• [Data entries]
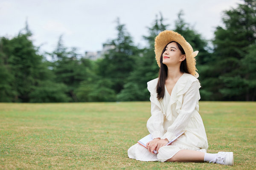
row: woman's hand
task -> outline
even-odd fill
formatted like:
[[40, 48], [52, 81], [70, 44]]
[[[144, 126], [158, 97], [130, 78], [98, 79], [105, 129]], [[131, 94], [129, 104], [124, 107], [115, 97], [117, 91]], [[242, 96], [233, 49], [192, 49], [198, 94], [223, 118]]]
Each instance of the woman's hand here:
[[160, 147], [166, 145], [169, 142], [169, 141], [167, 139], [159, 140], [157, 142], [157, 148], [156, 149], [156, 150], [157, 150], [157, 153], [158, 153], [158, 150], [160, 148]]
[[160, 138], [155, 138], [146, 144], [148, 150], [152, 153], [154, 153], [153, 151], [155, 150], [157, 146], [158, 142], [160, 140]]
...
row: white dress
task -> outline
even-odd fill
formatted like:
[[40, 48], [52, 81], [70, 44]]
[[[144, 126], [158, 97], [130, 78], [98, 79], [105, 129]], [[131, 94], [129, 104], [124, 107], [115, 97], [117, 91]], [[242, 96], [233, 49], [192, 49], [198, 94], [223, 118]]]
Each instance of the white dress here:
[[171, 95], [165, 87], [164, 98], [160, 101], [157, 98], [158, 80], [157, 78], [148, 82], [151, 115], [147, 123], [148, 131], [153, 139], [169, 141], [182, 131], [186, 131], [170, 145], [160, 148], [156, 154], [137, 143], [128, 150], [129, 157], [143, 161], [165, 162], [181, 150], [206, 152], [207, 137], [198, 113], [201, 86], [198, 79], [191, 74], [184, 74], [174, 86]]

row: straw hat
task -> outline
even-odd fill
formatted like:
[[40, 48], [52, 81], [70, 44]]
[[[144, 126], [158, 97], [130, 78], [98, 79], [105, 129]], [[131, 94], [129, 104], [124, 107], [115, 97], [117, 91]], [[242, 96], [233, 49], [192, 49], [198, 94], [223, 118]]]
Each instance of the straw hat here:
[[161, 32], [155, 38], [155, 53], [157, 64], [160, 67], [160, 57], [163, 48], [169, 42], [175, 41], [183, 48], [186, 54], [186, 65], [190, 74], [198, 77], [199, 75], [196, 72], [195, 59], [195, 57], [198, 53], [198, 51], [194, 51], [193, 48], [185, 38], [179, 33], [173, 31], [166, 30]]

• [Job] Quote the records exactly, from the line that contains "row: woman's hand" through the line that contains "Each instance of the woman's", both lines included.

• [Written answer]
row: woman's hand
task -> outline
even-odd fill
formatted like:
[[40, 48], [52, 81], [70, 44]]
[[[144, 126], [158, 97], [130, 78], [98, 79], [105, 129]], [[131, 94], [129, 104], [124, 107], [115, 97], [117, 91]], [[242, 96], [233, 49], [192, 49], [198, 94], [223, 118]]]
Each instance of the woman's hand here:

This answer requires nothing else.